═══ TEXT SHOWN
Alan Ladd's "woodenness" sort of went with him being of the lower class.

As for his armor: "See if you can fashion a lighter suit," he's advised, followed by scenes of him doing exactly that. So, that's what he did! Besides, his helmet has one of those flip-ups~just like many others, not the half-bared version others insist that he wears. BTW: Alan Ladd was much nearer the correct height of men back then. They weren't towering males.

Consider this: If the Italians could wreak havoc with mythology and their history in sword-and-sandal films, why can't the English? I doubt that there is a country that hasn't produced a few films that are a far cry from the history they were supposed to show.

What about "Moulin Rouge", "The Great Gatsby", "Marie Antoinette", and "A Knight's Tale" with all of their modern music and vastly anachronistic moments?! YEESH! Yet, people made them hits and declare them brilliant filmmaking!

Frankly, I can enjoy the bizarre mix of Camelot, Saracens, the Wicker Man, dancing maidens, a bewigged sacrifice, dour Druids and a complete Stonehenge, demolished long before Chevy Chase got to it=} Relax! Get over it! Have some FUN, for cryin' out loud=} "Woe is me! They got the hist'ry wrong! WAH!" Well, I'd say the BRITISH were having some fun with this! Sheesh!

NOTE: Their intent was to kill her specifically, wasn't it? So, if flaxen hair is demanded, why not a wig? I thought it was a funny bit. The gods demand a blonde... Oh well! To me, it was definitely a not-so-in-joke!

So, check the IMDb credits before you whine about Hollywood. You might just be blaming the wrong country.
══════
═══ LISTING
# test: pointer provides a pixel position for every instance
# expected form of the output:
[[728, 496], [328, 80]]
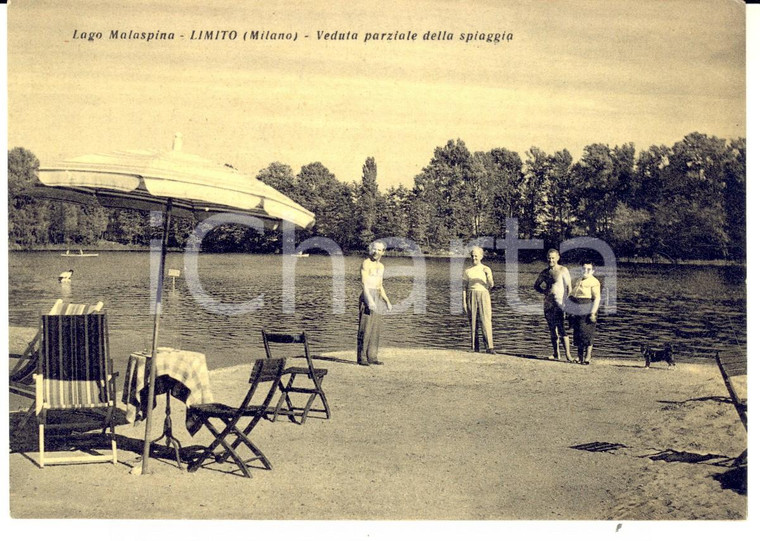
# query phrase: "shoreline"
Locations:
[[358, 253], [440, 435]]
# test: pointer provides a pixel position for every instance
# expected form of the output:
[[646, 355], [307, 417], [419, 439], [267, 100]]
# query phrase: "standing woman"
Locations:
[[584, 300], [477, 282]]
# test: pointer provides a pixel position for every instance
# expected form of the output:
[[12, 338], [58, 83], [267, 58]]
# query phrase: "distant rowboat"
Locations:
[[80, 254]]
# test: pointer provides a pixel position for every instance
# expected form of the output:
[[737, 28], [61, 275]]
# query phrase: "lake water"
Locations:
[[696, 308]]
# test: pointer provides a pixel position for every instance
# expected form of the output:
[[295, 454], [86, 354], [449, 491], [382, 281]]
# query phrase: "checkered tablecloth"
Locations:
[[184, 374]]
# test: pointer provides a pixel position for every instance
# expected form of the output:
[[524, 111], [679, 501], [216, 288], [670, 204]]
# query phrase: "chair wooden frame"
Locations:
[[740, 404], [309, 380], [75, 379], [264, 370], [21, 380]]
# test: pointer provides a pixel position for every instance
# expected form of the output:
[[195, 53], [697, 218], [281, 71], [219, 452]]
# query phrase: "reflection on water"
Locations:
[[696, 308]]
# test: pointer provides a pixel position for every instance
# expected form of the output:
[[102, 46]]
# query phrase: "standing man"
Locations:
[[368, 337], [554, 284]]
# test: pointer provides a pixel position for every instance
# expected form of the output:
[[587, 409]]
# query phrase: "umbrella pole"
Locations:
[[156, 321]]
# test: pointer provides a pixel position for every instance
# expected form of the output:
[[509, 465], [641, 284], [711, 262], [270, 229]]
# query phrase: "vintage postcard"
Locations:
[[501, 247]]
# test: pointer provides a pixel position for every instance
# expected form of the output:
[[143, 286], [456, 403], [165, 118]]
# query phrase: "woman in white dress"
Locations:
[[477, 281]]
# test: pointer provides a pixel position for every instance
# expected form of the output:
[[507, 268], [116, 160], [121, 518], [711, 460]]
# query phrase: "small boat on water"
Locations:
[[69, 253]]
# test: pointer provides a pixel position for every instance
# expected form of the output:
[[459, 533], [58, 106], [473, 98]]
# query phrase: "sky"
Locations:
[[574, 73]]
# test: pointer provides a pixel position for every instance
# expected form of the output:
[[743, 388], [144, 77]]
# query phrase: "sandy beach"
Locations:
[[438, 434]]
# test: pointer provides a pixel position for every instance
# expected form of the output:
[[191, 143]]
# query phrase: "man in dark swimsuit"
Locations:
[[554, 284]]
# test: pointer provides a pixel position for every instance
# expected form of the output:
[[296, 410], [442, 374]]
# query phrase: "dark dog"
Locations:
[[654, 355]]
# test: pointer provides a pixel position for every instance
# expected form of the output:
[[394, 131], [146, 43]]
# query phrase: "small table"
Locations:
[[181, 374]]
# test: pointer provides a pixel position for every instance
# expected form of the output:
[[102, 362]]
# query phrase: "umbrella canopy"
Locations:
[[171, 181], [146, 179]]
══════
═══ LISTING
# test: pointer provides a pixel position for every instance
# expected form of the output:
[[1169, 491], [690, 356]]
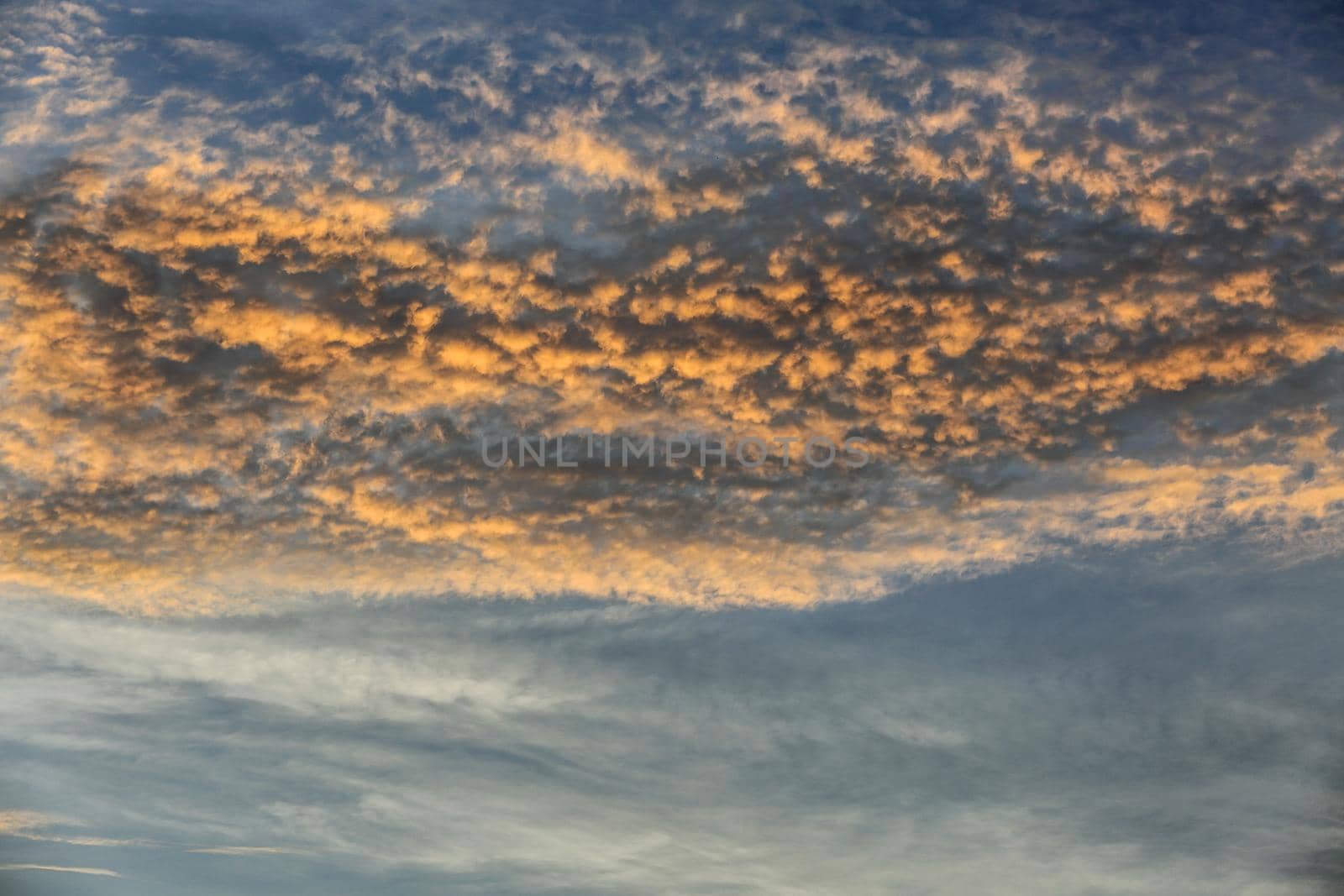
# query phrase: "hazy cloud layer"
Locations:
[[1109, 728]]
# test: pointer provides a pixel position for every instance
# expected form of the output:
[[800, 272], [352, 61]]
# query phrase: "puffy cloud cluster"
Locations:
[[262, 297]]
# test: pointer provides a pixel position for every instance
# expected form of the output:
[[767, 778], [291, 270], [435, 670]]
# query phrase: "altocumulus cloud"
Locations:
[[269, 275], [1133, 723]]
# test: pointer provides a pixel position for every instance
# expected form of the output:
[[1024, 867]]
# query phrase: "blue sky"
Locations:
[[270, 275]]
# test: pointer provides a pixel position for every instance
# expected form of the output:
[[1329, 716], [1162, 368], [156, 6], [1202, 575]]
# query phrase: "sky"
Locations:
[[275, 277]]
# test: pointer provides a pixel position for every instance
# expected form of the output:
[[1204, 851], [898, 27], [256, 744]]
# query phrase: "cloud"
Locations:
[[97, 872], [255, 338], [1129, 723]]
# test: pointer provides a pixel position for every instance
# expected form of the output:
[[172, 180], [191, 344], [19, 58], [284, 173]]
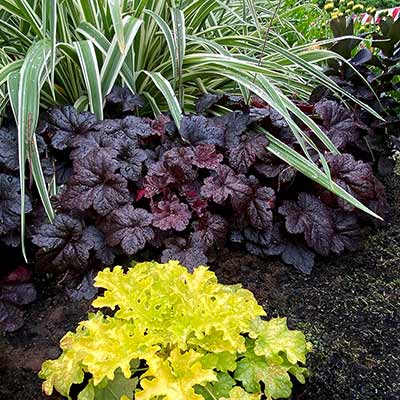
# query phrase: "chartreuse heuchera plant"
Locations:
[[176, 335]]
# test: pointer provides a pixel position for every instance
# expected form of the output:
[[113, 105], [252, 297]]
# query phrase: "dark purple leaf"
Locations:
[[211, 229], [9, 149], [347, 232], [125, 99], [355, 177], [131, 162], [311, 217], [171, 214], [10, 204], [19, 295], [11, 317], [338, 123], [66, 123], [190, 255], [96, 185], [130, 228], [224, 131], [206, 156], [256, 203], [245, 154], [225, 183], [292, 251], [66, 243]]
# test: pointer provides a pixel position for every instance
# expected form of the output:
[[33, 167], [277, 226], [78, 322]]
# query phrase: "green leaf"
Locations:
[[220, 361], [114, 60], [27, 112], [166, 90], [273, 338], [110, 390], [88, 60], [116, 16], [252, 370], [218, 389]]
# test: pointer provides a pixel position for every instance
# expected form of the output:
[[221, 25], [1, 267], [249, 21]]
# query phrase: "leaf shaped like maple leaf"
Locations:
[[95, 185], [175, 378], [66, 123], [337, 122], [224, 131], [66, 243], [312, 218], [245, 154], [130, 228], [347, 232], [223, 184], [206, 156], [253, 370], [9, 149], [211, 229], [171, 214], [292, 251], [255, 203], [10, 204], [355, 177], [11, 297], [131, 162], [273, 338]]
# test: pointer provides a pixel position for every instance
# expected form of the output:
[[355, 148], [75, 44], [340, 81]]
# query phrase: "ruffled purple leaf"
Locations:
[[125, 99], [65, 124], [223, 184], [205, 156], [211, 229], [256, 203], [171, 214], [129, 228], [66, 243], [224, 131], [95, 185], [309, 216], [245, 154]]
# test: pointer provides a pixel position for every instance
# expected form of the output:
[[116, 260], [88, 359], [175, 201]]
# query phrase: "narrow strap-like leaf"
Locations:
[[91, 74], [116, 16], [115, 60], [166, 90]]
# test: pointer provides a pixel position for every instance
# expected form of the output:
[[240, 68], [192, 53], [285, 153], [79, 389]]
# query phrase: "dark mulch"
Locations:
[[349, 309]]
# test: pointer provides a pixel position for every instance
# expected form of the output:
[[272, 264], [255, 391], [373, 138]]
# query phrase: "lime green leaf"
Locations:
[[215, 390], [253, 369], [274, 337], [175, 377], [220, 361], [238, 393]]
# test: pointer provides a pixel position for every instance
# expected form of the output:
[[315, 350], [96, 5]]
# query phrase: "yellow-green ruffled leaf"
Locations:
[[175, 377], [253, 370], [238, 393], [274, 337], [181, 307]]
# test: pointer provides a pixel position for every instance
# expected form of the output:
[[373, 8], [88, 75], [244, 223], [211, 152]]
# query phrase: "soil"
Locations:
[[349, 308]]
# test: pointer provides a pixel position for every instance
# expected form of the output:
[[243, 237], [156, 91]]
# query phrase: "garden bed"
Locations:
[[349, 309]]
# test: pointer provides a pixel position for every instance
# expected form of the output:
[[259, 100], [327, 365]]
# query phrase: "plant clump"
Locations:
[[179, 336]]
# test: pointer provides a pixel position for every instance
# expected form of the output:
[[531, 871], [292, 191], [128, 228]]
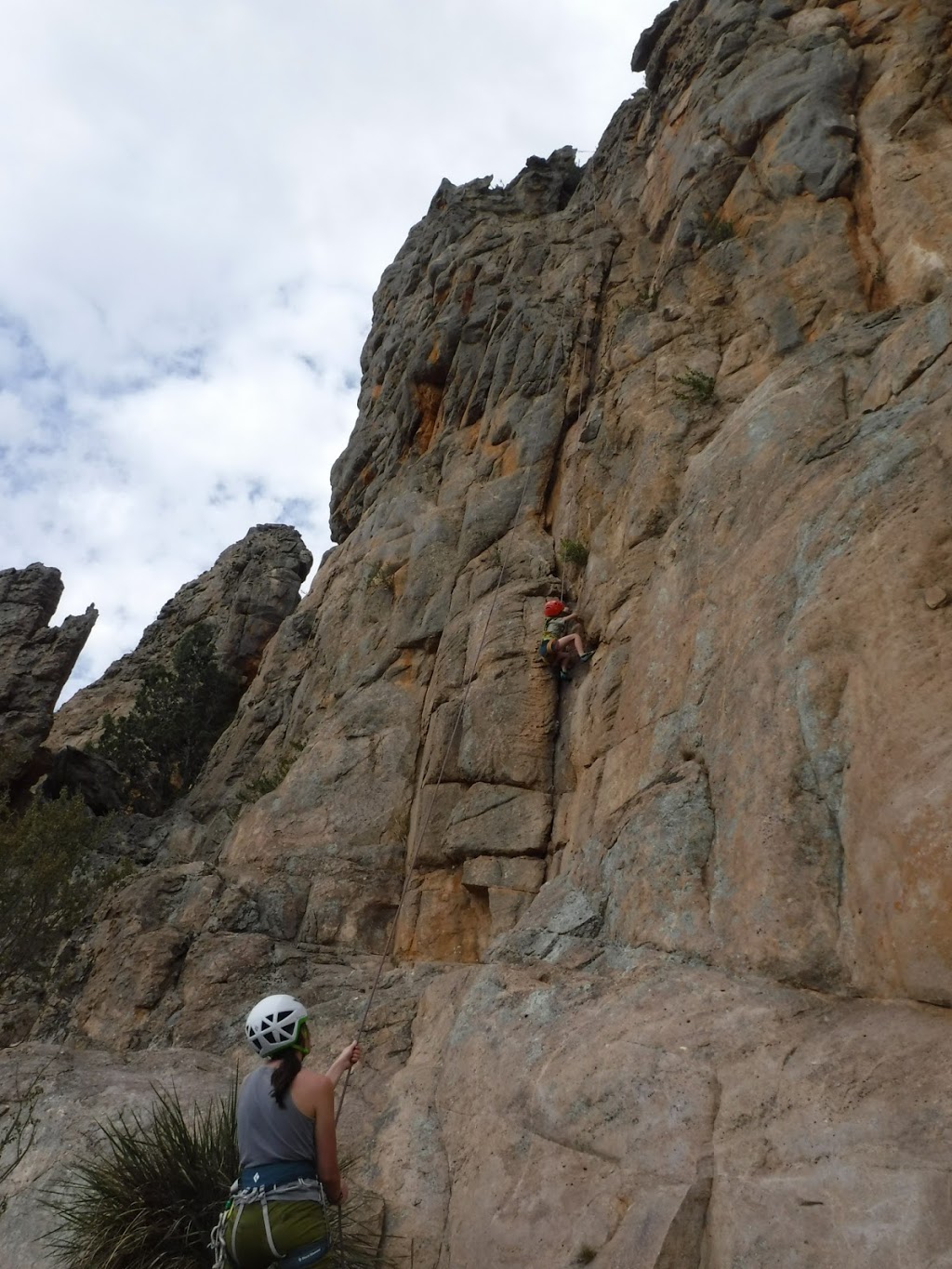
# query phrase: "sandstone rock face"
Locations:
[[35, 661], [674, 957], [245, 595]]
══════
◆ WHAT IS ASKED:
Answer these questions from the film review above:
(a) What is Alan Ladd's character advised to do about his armor?
(b) Which films does the review list as having modern music and anachronistic moments?
(c) What does the review say to check before complaining about Hollywood?

◆ REPLY TO THE TASK:
(a) Fashion a lighter suit.
(b) "Moulin Rouge," "The Great Gatsby," "Marie Antoinette," and "A Knight's Tale."
(c) The IMDb credits.